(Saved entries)
***

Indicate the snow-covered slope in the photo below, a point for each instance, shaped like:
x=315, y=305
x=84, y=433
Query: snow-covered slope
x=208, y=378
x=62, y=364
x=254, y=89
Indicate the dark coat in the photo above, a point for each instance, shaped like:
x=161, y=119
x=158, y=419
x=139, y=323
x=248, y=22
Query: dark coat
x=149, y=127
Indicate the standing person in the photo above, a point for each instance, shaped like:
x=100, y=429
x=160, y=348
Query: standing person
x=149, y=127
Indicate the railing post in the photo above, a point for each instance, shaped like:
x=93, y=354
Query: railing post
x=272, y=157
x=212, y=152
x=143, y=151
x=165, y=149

***

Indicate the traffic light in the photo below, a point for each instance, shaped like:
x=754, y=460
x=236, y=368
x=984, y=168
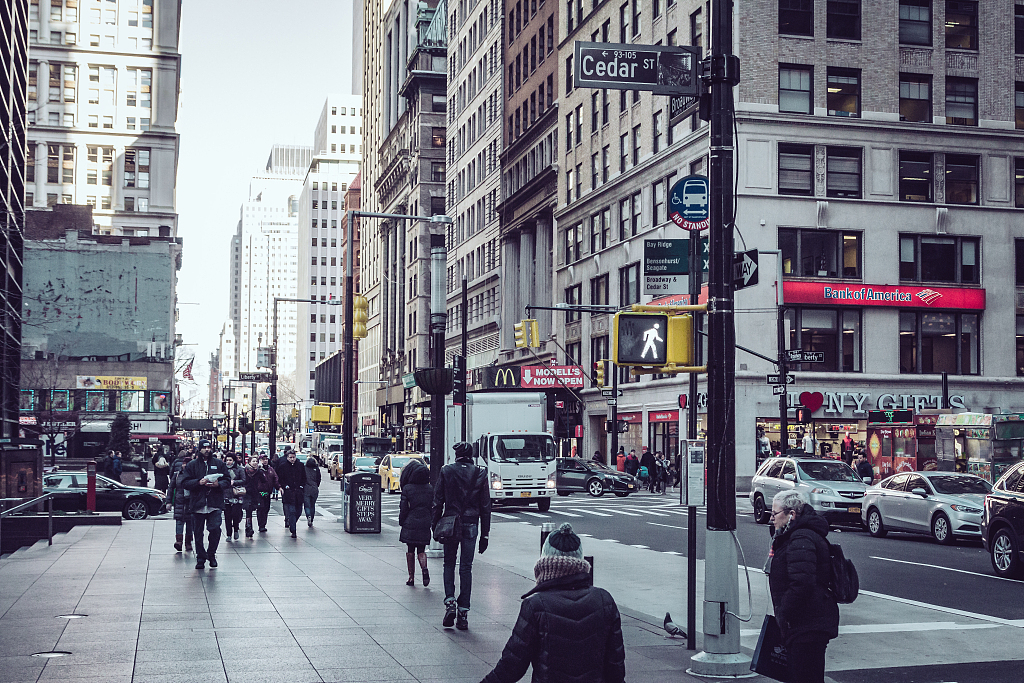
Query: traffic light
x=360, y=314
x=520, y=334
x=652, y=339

***

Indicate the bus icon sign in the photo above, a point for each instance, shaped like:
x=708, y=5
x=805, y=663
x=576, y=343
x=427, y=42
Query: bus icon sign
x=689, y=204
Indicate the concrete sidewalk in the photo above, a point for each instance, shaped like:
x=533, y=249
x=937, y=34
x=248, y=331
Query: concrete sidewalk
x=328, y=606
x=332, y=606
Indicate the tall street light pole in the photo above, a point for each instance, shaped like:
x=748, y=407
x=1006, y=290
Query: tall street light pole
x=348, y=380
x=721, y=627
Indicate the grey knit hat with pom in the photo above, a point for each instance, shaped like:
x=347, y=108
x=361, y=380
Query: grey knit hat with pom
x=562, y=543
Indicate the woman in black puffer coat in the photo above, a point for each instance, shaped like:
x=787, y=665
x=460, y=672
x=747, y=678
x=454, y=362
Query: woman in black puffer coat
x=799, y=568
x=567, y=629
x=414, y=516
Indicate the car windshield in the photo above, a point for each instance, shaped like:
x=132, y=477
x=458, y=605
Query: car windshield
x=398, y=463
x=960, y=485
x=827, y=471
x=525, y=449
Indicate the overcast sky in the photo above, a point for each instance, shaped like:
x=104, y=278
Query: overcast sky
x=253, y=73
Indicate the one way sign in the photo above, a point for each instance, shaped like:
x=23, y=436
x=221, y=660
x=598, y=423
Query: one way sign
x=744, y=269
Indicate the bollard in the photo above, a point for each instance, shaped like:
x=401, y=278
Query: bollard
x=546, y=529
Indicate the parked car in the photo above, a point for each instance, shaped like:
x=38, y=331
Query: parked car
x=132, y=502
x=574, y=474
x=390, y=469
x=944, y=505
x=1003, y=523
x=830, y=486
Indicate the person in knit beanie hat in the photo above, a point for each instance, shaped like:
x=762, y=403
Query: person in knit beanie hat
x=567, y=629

***

Work task:
Find the number of lines in the records that include the word "below". Write only that number.

Answer to the exercise:
2